> _About this task_
Please restate the following records word for word.

> _Data for the task_

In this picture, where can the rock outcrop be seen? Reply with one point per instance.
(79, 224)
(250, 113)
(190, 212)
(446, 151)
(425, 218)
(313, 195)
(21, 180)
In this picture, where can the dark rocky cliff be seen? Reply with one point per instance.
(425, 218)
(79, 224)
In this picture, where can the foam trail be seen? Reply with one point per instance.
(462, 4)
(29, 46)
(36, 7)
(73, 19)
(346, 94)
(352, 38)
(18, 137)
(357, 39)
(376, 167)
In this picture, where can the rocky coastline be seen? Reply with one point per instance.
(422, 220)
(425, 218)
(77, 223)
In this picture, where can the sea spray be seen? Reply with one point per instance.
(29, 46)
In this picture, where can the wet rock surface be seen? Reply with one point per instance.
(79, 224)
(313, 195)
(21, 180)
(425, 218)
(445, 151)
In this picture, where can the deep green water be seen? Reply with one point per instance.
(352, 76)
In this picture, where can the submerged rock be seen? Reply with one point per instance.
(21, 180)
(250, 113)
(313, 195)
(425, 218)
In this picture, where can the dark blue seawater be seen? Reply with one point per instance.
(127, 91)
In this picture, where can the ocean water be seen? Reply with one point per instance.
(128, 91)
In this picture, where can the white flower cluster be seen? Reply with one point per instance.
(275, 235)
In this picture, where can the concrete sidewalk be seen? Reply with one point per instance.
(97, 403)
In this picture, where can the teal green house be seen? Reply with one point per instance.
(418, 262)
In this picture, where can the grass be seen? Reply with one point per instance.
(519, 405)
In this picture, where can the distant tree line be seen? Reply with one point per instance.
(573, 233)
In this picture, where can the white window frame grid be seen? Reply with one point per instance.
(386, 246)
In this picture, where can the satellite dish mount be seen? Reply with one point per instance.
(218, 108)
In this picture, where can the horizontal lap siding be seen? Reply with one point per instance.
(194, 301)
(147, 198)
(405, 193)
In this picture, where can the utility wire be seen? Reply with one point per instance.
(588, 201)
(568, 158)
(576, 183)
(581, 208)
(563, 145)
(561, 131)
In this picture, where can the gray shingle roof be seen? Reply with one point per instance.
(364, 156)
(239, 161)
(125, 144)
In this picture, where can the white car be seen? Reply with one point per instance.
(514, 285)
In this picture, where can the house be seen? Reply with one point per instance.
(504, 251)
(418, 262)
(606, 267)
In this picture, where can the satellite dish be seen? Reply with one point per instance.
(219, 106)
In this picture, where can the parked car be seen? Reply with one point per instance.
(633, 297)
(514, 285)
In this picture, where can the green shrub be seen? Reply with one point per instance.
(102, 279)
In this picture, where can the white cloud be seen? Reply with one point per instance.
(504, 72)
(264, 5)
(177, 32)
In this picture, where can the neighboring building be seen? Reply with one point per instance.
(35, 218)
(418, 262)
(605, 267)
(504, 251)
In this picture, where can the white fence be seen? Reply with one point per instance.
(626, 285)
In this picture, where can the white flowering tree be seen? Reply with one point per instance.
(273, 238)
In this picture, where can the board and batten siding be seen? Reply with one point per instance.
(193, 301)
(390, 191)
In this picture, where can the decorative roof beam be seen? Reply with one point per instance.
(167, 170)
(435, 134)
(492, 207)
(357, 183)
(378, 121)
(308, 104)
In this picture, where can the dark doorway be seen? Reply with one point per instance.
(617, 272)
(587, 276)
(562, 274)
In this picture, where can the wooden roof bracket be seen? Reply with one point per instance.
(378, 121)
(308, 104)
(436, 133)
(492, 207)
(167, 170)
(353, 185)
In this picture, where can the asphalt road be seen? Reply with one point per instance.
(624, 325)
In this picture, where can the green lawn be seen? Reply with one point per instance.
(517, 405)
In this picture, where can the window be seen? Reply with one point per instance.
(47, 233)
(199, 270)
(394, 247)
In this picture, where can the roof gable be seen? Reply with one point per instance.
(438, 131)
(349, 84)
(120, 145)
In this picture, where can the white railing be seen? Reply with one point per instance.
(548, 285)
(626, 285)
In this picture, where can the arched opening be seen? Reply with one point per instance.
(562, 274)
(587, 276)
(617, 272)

> _Result below_
In this picture, where can the rock outcrop be seen? Reply with one point per instance.
(79, 224)
(250, 113)
(190, 212)
(446, 151)
(425, 218)
(313, 195)
(21, 180)
In this picture, where can the dark rocky cliff be seen? Reply with one point per instance.
(425, 218)
(79, 224)
In this picture, where can the foam trail be seen? Reply with one point per instance.
(462, 4)
(29, 46)
(36, 7)
(73, 19)
(346, 94)
(352, 38)
(18, 137)
(357, 39)
(376, 167)
In this picture, where can the rocky coastline be seen? Reply with one point per instance.
(422, 220)
(425, 218)
(77, 223)
In this picture, where can the sea spray be seen? Reply with one point per instance.
(29, 46)
In this picture, where can the wet rock surface be seen? Reply with one point per instance.
(79, 224)
(313, 195)
(21, 180)
(425, 218)
(445, 151)
In this picture, where can the deep green water be seen? Reply with one point per instance.
(352, 76)
In this picture, where can the submerged rock be seen? Reply with one point per instance.
(21, 180)
(250, 113)
(313, 195)
(425, 218)
In this picture, where can the dark blue seawater be seen? Reply with one point per instance.
(127, 91)
In this picture, where can the ocean water be seen? Reply with one point per instance.
(128, 91)
In this picture, where can the white flower cluster be seen? Reply with one point per instance.
(275, 235)
In this picture, where can the concrete sidewalk be seen? Reply with one point per instance.
(97, 403)
In this picture, where can the teal green house be seen? Reply with one point per instance.
(418, 262)
In this picture, where can the grass be seen? Reply with one point per instance.
(519, 405)
In this picture, where can the distant tree line be seen? Reply with one point per instance.
(573, 233)
In this picture, where can the white window frame grid be seen? Reply with one point per instance.
(386, 246)
In this picture, where can the satellite dish mount be seen? Reply with one point per instance.
(218, 108)
In this picture, where can the horizontal lap siding be seen? Reply with one point per instance.
(194, 301)
(147, 198)
(405, 193)
In this picture, where can the utility wire be seen? Reply with one point per instance.
(588, 201)
(568, 158)
(576, 183)
(581, 208)
(563, 145)
(561, 131)
In this picture, where can the gray shingle roof be seen? Reply with one point per instance.
(364, 156)
(239, 161)
(125, 144)
In this picture, where can the white car be seen? Reply with one point per instance.
(514, 285)
In this picture, where can the house be seen? Reply with one point per instance.
(504, 251)
(418, 262)
(606, 267)
In this picture, where can the satellite dish be seen? Reply with one point per instance.
(219, 106)
In this picture, where can the parked car be seen? Reply with one point per instance.
(633, 297)
(514, 285)
In this picture, where can the green shrub be seen? Reply with one point per instance.
(102, 279)
In this picture, where can the white cloud be seen? Reply with one point per instance.
(504, 72)
(264, 5)
(177, 32)
In this picture, where can the neighboring building be seen? Reply with one point per instance.
(35, 218)
(418, 262)
(605, 267)
(504, 251)
In this picture, where can the white fence be seen? Reply with one point per instance.
(626, 285)
In this picture, where can the white flowering tree be seen? Reply with one point per instance.
(273, 238)
In this picture, where can the board and batten siding be seen? Reply with one point per instance.
(193, 301)
(390, 191)
In this picture, where can the decorative roof beam be seen? Reply with one point per instance.
(167, 170)
(435, 134)
(492, 207)
(357, 183)
(378, 121)
(308, 104)
In this picture, where can the dark doorway be seen? Reply with one point per instance.
(617, 272)
(587, 276)
(562, 274)
In this picture, where can the wooden roof bracket be seen? Reply with one point per instance.
(378, 121)
(308, 104)
(436, 133)
(492, 207)
(167, 170)
(353, 185)
In this picture, where can the asphalt road be seen? Reply with one point per instance.
(624, 325)
In this picture, where can the green lawn be seen? Reply with one point per instance.
(517, 405)
In this picture, where can the window be seen? Reply with one point per instance.
(47, 233)
(199, 270)
(394, 247)
In this picture, where can the roof gable be seen? Reply with one point per instance.
(438, 131)
(349, 84)
(120, 145)
In this picture, where can the white railing be seen? Reply with one point per instance.
(548, 285)
(626, 285)
In this picture, where can the arched opening be seen? Reply with one point per instance.
(562, 274)
(587, 276)
(617, 272)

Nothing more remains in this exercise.